— start of Given data —

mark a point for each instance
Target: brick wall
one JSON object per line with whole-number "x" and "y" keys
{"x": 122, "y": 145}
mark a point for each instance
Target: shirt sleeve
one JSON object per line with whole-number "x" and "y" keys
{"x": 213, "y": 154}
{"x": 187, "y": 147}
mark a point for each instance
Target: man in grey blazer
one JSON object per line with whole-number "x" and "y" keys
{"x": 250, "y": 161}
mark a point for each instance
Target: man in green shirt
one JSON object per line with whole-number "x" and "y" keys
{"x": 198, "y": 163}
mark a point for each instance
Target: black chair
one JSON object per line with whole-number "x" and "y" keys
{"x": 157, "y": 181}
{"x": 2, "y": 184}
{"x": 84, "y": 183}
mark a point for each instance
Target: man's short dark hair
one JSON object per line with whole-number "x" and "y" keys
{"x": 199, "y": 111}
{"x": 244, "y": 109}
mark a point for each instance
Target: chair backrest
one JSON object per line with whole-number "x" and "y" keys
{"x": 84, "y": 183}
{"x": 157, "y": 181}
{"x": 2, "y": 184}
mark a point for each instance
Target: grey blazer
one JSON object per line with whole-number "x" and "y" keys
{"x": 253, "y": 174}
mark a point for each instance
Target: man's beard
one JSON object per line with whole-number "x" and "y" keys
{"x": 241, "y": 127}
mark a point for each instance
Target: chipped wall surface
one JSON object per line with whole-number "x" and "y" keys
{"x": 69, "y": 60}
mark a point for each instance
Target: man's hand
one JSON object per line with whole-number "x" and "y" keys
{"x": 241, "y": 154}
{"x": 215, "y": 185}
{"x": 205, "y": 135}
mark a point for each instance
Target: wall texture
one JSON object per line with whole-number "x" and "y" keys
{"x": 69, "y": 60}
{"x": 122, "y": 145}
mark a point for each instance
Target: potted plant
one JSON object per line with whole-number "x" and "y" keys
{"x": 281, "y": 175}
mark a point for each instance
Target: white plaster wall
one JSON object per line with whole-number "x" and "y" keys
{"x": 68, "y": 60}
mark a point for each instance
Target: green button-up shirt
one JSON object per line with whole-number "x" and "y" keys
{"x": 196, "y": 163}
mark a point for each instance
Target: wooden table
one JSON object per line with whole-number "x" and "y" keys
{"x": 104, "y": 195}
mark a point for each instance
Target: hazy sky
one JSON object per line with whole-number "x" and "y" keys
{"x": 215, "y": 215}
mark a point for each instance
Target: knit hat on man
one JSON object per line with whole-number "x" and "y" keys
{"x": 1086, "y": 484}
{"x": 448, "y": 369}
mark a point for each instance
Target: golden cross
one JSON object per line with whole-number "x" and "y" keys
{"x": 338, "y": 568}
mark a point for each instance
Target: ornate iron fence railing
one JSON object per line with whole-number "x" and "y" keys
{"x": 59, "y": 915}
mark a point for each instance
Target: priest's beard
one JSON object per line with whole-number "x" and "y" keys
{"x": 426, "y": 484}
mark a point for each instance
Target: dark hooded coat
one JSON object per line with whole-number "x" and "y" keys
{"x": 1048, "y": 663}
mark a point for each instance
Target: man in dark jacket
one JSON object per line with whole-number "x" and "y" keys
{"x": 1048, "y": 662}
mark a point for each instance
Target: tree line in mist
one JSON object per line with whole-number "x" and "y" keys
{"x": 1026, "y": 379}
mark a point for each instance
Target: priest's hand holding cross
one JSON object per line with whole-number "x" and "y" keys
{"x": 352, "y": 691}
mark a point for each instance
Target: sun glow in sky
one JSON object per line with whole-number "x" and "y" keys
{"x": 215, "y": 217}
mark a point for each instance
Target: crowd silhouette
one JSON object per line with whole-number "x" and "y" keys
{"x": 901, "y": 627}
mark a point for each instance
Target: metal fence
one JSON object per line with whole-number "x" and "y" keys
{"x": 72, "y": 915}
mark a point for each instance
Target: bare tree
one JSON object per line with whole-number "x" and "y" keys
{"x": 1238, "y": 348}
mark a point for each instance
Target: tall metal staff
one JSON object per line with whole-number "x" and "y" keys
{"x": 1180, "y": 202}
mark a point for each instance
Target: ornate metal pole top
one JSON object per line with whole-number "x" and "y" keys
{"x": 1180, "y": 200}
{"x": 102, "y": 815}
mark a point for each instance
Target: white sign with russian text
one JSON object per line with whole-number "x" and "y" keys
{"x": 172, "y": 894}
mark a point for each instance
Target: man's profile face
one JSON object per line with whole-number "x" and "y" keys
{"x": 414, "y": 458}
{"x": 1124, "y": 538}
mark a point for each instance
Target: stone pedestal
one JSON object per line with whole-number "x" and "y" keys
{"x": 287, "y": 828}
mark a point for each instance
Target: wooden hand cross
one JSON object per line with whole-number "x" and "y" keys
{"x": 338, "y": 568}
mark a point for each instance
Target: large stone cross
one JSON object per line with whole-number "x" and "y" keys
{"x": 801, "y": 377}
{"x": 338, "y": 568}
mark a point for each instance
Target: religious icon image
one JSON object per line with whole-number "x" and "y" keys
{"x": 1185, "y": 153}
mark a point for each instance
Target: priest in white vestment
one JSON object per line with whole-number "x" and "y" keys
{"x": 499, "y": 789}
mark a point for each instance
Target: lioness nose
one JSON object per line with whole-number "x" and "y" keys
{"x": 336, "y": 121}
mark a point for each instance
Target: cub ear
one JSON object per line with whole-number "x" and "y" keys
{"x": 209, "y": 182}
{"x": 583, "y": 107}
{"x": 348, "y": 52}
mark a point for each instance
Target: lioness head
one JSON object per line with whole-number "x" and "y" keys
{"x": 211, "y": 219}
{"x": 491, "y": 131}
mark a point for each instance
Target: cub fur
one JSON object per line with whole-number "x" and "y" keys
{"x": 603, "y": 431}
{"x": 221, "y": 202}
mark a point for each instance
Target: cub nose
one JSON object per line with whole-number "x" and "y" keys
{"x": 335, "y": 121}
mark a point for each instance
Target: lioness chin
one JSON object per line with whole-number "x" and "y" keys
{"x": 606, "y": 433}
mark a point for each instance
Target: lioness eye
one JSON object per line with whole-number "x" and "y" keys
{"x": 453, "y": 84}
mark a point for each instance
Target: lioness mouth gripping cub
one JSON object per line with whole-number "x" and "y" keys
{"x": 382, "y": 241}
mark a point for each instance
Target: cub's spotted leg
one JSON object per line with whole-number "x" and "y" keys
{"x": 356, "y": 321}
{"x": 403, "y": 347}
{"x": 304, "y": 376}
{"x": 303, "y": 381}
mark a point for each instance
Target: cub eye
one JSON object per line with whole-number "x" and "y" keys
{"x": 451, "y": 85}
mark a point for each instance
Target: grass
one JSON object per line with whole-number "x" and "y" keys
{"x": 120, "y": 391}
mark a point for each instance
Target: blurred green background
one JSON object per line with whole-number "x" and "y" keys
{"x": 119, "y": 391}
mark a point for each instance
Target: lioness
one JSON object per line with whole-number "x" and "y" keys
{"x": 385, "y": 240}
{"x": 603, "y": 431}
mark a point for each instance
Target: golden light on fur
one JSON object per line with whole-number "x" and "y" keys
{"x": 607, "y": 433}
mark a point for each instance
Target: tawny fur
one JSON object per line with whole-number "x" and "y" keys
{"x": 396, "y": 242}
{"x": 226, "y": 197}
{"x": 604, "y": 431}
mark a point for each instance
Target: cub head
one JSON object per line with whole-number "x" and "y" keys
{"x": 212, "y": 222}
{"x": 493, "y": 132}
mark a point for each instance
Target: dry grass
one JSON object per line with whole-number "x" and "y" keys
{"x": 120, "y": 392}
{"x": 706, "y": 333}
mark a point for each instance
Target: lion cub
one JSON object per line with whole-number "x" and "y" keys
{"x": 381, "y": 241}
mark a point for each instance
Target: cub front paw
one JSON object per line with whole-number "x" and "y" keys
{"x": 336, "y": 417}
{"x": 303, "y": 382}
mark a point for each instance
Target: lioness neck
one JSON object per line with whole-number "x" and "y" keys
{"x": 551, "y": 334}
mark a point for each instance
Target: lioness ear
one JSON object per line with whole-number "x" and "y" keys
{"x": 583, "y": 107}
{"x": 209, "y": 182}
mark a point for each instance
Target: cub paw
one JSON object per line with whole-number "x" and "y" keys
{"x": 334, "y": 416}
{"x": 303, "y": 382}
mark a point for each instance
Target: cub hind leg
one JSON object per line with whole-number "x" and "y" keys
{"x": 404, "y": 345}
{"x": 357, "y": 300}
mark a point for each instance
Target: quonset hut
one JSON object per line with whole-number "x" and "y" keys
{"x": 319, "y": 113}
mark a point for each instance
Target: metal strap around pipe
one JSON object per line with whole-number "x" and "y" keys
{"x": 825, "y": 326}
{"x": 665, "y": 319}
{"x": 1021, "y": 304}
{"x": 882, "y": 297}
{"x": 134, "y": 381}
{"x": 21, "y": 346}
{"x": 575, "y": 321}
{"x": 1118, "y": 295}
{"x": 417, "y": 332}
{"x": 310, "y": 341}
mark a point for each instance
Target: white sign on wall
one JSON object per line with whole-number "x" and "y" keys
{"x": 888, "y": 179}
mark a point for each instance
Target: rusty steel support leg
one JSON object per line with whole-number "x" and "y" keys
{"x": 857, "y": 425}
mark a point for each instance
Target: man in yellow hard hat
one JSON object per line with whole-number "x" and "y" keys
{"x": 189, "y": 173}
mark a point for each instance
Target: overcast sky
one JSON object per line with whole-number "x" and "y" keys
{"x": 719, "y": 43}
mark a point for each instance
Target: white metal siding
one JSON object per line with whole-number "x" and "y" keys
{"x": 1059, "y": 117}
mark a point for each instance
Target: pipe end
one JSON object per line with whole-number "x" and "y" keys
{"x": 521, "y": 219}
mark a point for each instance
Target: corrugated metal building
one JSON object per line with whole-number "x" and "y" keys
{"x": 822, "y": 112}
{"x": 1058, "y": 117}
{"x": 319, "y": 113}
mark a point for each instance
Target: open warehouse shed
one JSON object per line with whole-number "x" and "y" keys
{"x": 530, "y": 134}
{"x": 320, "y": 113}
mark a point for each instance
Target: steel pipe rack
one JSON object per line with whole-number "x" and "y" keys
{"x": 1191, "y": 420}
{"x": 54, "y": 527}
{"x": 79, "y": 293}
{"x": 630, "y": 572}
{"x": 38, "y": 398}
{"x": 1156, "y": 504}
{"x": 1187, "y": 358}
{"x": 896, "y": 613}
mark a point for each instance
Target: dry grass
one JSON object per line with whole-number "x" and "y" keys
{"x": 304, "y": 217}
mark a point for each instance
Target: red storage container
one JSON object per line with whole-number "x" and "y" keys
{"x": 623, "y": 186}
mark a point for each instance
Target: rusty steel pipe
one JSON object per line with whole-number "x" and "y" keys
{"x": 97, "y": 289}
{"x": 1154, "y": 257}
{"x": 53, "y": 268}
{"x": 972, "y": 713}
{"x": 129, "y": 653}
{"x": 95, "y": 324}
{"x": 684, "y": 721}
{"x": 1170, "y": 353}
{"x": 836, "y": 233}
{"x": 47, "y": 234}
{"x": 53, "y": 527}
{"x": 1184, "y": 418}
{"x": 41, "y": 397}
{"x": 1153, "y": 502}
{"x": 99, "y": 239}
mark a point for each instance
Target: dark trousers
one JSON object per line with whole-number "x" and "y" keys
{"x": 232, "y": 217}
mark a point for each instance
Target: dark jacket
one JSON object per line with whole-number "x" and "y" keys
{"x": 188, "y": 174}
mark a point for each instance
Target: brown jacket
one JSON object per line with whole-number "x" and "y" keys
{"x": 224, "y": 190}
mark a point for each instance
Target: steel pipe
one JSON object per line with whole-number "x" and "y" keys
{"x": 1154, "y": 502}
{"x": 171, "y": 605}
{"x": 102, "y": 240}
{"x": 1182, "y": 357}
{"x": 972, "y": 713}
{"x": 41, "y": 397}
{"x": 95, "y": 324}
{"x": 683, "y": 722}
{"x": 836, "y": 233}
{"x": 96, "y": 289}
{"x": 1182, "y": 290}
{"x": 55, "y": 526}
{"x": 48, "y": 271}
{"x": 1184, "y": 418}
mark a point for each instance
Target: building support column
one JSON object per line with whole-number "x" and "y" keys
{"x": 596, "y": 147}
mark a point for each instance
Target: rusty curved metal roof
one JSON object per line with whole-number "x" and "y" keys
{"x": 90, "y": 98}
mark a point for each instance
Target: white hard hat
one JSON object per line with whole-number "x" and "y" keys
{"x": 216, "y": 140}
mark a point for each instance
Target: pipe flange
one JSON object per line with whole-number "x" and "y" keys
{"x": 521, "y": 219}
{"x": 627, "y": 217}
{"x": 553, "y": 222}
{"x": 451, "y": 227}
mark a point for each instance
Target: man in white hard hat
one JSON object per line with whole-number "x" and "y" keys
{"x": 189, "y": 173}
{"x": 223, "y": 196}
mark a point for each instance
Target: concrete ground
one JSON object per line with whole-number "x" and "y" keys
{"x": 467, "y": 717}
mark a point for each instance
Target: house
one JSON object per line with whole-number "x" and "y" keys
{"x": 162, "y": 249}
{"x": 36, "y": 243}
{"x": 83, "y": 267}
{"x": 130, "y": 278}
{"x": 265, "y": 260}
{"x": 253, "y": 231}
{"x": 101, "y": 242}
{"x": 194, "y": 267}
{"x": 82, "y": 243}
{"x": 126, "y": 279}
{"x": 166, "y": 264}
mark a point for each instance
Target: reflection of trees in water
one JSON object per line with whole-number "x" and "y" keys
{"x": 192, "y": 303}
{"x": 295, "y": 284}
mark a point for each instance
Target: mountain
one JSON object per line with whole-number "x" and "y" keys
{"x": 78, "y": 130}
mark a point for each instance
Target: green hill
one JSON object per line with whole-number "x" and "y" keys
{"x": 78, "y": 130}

— end of Given data —

■ **Problem to work on**: Select each line from the rows above that contains the word "wall". Case counts, so match only lines with the same capitalization.

■ **The reply**:
Target: brick wall
Target: chipped wall surface
Target: wall texture
Target: white plaster wall
Target: white sign on wall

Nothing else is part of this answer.